**The input**

——————

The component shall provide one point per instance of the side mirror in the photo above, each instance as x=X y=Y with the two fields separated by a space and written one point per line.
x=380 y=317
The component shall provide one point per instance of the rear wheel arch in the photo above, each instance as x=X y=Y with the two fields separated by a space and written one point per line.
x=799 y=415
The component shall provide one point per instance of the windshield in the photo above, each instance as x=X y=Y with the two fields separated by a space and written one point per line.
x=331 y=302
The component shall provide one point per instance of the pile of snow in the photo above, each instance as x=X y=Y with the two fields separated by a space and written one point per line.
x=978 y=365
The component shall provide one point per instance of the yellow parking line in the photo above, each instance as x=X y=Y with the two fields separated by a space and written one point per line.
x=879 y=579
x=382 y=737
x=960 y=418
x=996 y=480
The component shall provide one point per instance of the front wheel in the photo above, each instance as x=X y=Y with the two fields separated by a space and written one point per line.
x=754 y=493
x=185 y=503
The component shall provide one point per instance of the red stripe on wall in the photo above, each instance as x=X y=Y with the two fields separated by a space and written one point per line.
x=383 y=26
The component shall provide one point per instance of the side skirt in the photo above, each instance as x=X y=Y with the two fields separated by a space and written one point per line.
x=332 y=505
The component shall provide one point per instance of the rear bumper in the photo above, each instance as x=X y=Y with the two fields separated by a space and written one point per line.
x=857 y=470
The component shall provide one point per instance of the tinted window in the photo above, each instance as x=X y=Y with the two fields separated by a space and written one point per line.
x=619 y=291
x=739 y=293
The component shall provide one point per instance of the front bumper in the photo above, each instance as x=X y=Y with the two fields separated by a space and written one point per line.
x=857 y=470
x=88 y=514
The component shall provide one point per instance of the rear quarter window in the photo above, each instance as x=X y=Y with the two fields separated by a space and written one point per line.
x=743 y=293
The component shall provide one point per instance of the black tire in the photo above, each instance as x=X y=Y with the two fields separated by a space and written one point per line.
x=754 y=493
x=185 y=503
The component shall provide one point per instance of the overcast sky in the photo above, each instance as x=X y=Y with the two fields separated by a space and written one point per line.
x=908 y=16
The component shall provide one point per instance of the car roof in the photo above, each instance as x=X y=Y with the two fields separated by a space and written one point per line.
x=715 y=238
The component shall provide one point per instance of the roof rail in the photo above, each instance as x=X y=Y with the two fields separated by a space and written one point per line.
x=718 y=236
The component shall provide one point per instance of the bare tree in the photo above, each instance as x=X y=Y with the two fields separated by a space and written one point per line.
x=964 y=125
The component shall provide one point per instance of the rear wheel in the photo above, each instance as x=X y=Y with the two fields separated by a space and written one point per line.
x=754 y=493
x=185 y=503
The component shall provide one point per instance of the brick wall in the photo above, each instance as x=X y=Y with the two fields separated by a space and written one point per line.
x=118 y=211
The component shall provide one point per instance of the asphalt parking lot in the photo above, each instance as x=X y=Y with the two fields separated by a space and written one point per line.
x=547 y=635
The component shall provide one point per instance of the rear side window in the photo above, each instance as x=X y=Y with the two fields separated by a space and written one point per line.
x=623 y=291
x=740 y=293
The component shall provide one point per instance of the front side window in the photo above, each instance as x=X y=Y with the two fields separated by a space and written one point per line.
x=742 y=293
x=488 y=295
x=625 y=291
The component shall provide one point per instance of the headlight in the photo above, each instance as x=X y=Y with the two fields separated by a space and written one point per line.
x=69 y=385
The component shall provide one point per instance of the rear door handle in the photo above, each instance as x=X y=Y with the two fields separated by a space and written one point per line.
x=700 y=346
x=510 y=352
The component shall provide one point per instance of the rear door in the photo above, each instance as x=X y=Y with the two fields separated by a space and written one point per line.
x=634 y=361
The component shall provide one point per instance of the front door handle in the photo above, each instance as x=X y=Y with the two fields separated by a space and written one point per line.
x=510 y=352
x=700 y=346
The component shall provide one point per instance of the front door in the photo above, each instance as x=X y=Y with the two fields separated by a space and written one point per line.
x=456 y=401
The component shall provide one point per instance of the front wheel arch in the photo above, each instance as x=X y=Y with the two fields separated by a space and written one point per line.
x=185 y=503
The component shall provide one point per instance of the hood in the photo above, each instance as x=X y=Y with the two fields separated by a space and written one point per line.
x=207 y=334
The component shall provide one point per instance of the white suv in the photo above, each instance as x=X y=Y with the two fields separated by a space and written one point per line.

——————

**Exercise description**
Please put every line of the entries above into a JSON list of strings, one string per line, with any blank lines left out.

**Answer for this exercise**
[
  "The component shall provide one point per instance of the side mirror in the photo above, each instance as x=X y=Y with the two fields separated by a space and written one point per line.",
  "x=380 y=317",
  "The component shall provide one point per instance of the rear wheel arch in the photo above, each instance as x=X y=Y with the two fields separated by a space and written one point per line.",
  "x=799 y=415",
  "The component shall provide one point per instance of the windshield in the photo above, each instance as x=X y=Y with the two fields separated by a space and written one point per line.",
  "x=331 y=302",
  "The component shall provide one point per instance of the pile of snow in the photo above, each instance as x=X y=Y with the two fields separated by a space and written one point per line.",
  "x=978 y=365",
  "The component shall provide one point per instance of the yellow parking line in the photo above, each instance as x=X y=Y with the two fields separated by a space and written one point per line.",
  "x=879 y=579",
  "x=382 y=737",
  "x=960 y=418",
  "x=996 y=480",
  "The component shall provide one point per instance of the front wheel in the photo above, each instance as x=X y=Y with the two fields separated by a space and written one point per line.",
  "x=754 y=493",
  "x=185 y=503",
  "The component shall provide one point per instance of the red stripe on wall in the photo above, each instance as x=X y=Y with the two fields separated by a space and written one point per line.",
  "x=383 y=26",
  "The component shall provide one point per instance of the side skirt in the photo above, each instance as x=X y=Y with the two fields separated by a space and written one point per line.",
  "x=332 y=505",
  "The component shall provide one point per instance of the rear bumper in the photo above, each instance as x=X y=Y with the two fields separated by a space and written one point per line.",
  "x=857 y=470",
  "The component shall provide one point per instance of the tinted window in the photo above, each instance as x=X y=Y with the two fields separated by a space and written one point per line.",
  "x=619 y=291",
  "x=739 y=293",
  "The component shall provide one point per instance of the front bumper in the photo above, each instance as x=X y=Y with the two fields separated by a space and written one point per line.",
  "x=857 y=470",
  "x=88 y=514",
  "The component shall provide one point per instance of the rear quarter window in the photo above, each instance as x=X y=Y with the two fields separated by a space and written one point per line.",
  "x=743 y=293",
  "The component shall provide one point per instance of the black tire in the photo above, each instance as x=X y=Y with the two fields separated by a space and written one point per line.",
  "x=754 y=493",
  "x=185 y=503",
  "The component shall provide one point per instance of the overcast sky in the photo above, each instance as x=X y=Y with the two fields separated by a space and written one point per line.",
  "x=908 y=16",
  "The component shall provide one point per instance of the car roof in the photo above, each instance as x=X y=Y with the two fields separated by a space and written one point per line.",
  "x=715 y=238",
  "The component shall provide one point per instance of the roof rail in the photo above, each instance as x=X y=Y with the two fields separated by a space and written one point per line.",
  "x=718 y=236",
  "The component shall provide one point per instance of the bare tree in the photo above, each instance as x=X y=Y with the two fields separated by a space and written one point per line.",
  "x=964 y=125",
  "The component shall provide one point per instance of the rear wheel in the photo above, each instance as x=X y=Y with the two fields separated by a space and written one point per line.",
  "x=754 y=493",
  "x=185 y=503",
  "The component shall provide one point per instance of the brick wall in the photo above, each instance as x=X y=Y with the two fields separated by a space and written one point per line.",
  "x=118 y=211",
  "The component shall provide one point per instance of the asphalt parking lot in the photo above, each instance as x=X y=Y with the two fields separated by a space and written one point per line.",
  "x=547 y=635",
  "The component shall provide one point per instance of the rear side window in the photo above, each instance as x=X y=Y with the two fields separated by a space and written one point per line.",
  "x=623 y=291",
  "x=740 y=293",
  "The component shall provide one point per instance of the front side window in the photo above, each instance as x=X y=Y with the two fields separated by a space and written one point per line.",
  "x=742 y=293",
  "x=488 y=295",
  "x=625 y=291",
  "The component shall provide one point per instance of the headlight in the photo above, each instance as x=X y=Y with the two fields separated by a space and written one point per line.",
  "x=69 y=385",
  "The component shall provide one point per instance of the rear door handle in the photo above, each instance as x=X y=Y with the two fields separated by a space and written one point per line.",
  "x=700 y=346",
  "x=510 y=352",
  "The component shall provide one point per instance of the rear door in the photo above, each instance as x=X y=Y with the two fields separated by a space and written one point per line.",
  "x=634 y=361",
  "The component shall provide one point per instance of the front door handle in the photo above, each instance as x=X y=Y with the two fields separated by a space and written one point per line.",
  "x=510 y=352",
  "x=700 y=346",
  "The component shall provide one point per instance of the front door in the photo above, each instance as x=X y=Y with the two fields separated by a space and written one point per line.",
  "x=456 y=401",
  "The component shall provide one point per instance of the front wheel arch in the photo above, each instance as x=X y=Y with the two fields separated by a space and written one point per line.",
  "x=185 y=503",
  "The component shall provide one point per instance of the hood in the photo above, each instance as x=X y=Y with the two fields separated by a space and written one point per line.",
  "x=207 y=334",
  "The component shall provide one point per instance of the white suv in the photo above, each instance as x=X y=Y with the two fields separated by a space and written one point per line."
]